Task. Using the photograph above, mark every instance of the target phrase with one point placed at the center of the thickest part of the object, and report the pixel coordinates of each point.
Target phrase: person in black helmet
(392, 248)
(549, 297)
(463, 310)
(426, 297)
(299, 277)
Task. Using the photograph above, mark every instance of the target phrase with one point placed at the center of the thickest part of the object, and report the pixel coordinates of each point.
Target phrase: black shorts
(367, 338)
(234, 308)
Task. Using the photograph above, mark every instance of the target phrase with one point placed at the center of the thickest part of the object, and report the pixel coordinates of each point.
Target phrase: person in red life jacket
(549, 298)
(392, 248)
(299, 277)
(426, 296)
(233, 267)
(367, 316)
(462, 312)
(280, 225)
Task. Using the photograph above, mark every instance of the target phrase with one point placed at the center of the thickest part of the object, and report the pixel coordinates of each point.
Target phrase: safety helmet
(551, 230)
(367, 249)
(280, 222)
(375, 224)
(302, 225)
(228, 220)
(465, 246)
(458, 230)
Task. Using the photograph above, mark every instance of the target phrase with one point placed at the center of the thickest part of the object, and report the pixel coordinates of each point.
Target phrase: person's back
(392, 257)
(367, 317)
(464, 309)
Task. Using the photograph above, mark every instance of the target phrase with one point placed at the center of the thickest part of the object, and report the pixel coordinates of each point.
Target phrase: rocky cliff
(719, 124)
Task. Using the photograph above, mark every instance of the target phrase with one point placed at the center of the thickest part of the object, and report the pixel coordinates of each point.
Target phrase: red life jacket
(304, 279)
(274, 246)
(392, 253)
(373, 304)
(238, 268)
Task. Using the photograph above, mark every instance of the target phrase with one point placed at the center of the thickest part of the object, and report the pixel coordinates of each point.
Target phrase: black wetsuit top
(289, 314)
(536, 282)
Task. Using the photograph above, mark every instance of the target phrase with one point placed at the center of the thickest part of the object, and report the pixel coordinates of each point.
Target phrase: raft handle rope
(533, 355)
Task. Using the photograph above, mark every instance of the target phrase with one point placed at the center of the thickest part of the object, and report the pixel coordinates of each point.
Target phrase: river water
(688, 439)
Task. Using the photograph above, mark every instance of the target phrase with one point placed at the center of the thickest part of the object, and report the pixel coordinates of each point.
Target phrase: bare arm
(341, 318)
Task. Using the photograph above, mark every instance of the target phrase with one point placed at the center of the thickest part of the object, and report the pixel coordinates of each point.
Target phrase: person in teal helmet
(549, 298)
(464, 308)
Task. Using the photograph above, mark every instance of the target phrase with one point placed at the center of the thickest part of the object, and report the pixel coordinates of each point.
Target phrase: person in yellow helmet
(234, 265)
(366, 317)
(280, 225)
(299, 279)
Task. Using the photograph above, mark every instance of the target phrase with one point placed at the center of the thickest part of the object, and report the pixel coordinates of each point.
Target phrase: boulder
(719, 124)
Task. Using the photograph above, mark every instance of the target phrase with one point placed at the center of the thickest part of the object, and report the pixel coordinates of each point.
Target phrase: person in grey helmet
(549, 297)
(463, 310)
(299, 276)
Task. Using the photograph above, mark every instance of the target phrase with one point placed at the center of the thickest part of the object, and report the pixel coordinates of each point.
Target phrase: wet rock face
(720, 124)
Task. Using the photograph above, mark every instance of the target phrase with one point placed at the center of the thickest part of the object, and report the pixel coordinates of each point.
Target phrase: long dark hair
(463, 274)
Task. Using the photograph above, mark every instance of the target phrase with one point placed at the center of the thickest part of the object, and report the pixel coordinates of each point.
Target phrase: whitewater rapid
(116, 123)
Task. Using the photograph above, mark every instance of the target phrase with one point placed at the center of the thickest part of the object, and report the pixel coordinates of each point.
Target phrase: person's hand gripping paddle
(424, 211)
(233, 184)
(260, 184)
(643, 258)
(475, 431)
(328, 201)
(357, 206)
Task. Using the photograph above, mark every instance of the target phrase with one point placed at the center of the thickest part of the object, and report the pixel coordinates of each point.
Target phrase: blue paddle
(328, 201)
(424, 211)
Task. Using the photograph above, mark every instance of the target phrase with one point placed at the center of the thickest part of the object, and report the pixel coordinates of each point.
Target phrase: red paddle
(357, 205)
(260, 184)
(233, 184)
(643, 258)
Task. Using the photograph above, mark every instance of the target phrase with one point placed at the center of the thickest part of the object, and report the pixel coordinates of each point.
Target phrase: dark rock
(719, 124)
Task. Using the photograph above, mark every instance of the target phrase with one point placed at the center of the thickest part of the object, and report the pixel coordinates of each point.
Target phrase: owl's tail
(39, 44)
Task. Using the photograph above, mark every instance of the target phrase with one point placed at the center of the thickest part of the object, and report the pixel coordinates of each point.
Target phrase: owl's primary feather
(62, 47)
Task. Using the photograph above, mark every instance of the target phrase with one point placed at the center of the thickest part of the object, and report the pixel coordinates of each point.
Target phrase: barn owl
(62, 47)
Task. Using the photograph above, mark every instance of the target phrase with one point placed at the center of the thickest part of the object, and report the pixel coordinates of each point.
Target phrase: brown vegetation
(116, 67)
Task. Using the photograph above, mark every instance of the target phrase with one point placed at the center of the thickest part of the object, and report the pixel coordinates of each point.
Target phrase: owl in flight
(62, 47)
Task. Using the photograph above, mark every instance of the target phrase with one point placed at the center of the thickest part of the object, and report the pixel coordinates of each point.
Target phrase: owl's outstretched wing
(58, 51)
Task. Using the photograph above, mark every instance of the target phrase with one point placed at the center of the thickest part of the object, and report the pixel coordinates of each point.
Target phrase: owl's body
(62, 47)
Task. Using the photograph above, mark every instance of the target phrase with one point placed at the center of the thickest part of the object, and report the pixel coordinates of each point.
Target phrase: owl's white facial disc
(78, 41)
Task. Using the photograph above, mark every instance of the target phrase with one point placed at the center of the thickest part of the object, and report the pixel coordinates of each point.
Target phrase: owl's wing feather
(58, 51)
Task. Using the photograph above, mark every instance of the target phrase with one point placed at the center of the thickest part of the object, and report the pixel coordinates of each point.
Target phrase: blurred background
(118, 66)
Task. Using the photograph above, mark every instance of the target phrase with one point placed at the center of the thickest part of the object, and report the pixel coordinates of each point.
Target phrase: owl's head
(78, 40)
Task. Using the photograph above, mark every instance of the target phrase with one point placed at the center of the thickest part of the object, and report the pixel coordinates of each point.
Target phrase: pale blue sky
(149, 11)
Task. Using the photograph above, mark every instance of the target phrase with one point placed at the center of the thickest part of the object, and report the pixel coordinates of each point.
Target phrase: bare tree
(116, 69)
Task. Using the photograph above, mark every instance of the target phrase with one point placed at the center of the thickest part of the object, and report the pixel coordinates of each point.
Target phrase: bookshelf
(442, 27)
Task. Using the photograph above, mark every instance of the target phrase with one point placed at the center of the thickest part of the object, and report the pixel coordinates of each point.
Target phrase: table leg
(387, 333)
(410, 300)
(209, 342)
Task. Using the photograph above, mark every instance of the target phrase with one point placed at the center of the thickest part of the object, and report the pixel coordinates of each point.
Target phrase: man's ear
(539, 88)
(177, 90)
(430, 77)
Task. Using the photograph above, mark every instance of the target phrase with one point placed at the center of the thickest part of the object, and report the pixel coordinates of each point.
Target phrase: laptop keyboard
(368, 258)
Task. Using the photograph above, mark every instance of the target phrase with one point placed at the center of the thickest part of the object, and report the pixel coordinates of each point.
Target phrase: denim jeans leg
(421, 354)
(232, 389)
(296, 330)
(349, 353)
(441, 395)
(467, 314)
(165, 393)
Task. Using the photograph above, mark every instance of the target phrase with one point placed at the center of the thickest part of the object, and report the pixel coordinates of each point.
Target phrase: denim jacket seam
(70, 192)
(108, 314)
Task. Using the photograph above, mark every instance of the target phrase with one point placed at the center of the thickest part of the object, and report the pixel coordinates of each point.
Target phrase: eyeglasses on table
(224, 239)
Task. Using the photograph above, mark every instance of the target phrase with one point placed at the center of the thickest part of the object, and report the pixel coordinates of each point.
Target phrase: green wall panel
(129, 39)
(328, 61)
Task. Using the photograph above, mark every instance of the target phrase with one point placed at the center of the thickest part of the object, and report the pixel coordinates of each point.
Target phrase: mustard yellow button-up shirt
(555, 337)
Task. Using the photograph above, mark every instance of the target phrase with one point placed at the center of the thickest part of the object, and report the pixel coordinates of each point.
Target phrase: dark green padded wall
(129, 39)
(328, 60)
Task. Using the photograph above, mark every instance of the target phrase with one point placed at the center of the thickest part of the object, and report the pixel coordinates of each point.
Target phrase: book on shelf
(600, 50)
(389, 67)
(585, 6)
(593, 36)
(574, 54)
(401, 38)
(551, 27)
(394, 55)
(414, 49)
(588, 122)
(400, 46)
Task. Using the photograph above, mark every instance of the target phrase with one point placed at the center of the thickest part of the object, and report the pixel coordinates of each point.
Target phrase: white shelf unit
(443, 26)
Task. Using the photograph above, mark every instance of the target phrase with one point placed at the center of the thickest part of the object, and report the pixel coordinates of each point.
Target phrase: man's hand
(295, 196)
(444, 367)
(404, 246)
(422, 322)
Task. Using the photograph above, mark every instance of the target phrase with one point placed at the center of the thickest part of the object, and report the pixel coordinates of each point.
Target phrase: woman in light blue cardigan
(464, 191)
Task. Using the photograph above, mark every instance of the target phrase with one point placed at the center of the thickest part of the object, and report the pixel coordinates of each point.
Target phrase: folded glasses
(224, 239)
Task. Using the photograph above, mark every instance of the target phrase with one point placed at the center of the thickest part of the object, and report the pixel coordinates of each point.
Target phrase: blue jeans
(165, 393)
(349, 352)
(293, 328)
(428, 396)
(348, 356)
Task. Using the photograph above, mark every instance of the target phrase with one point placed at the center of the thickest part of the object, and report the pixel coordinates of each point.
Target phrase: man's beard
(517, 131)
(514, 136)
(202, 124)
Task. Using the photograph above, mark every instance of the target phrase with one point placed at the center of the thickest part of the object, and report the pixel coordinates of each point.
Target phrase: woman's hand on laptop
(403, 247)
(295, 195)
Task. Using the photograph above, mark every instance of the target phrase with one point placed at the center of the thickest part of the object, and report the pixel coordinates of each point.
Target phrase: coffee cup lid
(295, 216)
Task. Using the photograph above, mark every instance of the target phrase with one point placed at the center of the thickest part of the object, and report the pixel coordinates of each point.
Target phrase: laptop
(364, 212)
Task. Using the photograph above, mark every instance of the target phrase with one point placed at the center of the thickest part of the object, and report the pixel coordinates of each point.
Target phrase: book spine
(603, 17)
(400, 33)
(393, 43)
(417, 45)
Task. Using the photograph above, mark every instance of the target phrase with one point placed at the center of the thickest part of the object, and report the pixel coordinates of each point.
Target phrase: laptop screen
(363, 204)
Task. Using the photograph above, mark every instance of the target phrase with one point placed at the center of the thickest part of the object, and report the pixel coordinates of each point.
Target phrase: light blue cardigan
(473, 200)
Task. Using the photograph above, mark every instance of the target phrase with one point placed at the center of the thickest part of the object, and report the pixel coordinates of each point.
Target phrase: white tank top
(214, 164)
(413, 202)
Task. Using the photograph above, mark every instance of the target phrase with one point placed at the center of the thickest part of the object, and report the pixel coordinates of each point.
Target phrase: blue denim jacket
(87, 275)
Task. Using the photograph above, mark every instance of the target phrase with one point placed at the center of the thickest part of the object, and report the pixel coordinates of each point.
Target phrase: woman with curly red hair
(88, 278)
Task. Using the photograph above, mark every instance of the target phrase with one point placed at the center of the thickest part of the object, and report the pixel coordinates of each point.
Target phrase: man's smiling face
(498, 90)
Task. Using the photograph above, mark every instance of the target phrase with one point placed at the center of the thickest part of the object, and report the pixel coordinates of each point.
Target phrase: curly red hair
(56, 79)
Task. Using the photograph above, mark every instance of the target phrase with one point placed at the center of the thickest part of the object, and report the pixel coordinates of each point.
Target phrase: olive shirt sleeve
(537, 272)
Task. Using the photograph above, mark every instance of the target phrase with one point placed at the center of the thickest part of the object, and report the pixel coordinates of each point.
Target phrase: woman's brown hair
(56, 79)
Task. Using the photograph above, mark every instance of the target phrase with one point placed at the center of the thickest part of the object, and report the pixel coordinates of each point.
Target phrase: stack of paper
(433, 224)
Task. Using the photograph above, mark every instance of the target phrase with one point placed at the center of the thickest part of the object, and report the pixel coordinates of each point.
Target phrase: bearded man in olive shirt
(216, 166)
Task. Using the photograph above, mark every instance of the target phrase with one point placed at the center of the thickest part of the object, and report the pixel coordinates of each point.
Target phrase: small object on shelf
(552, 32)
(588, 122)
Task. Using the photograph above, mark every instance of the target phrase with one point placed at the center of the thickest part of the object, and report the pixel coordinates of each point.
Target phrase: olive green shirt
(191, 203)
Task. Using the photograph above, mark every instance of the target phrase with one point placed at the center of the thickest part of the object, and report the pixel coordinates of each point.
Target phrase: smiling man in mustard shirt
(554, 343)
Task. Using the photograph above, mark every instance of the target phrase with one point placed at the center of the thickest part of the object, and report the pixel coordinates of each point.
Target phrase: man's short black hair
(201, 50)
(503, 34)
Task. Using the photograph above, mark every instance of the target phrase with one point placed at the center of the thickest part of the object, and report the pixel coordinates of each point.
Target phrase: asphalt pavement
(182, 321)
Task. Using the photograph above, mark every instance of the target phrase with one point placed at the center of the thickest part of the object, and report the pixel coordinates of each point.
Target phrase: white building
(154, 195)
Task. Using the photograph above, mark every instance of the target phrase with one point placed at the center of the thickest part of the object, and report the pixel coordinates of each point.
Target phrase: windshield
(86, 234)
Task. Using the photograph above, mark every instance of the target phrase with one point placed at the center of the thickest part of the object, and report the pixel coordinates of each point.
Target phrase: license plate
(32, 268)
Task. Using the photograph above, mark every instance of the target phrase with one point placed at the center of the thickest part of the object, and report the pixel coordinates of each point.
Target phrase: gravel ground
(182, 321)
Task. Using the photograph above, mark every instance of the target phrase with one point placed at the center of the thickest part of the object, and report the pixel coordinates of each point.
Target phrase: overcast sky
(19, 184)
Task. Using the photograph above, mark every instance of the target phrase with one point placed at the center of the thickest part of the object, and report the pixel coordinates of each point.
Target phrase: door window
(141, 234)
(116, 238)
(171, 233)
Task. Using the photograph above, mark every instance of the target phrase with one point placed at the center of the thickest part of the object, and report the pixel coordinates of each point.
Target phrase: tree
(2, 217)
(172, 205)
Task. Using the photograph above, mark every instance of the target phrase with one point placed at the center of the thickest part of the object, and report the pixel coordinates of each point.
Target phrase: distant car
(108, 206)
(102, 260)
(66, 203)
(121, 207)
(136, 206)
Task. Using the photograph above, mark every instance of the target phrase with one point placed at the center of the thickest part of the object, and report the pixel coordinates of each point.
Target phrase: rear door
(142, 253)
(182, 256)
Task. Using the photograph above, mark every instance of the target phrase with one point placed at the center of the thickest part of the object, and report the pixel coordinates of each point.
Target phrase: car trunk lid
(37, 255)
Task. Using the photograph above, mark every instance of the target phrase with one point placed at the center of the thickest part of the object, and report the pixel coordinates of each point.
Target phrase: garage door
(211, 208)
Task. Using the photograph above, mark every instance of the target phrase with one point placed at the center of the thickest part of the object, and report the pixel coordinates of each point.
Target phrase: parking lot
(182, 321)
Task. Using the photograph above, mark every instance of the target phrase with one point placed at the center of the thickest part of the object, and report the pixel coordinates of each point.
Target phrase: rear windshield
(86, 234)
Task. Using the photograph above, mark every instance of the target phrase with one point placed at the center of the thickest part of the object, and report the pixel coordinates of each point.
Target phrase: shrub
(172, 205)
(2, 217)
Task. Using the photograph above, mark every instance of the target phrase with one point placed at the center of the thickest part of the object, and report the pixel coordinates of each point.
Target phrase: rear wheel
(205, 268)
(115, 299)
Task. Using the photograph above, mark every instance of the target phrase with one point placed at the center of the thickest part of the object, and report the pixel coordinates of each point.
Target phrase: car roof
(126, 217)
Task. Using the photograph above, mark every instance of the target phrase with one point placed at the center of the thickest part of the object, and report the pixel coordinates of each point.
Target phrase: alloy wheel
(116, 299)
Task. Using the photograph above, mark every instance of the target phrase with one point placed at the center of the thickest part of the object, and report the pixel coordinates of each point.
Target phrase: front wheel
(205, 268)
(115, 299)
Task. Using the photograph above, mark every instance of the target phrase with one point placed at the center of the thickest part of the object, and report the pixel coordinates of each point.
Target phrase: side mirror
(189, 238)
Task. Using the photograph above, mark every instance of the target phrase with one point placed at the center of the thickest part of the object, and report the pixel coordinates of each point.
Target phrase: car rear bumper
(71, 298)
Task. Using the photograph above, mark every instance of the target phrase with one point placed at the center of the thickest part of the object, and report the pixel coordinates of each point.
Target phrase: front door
•••••
Collect every line of the material above that contains the string "laptop", counting only matches with the same uppercase and lowercase letters.

FULL RESPONSE ->
Target phrase: laptop keyboard
Target phrase: woman's hand on laptop
Target phrase: laptop
Target phrase: laptop screen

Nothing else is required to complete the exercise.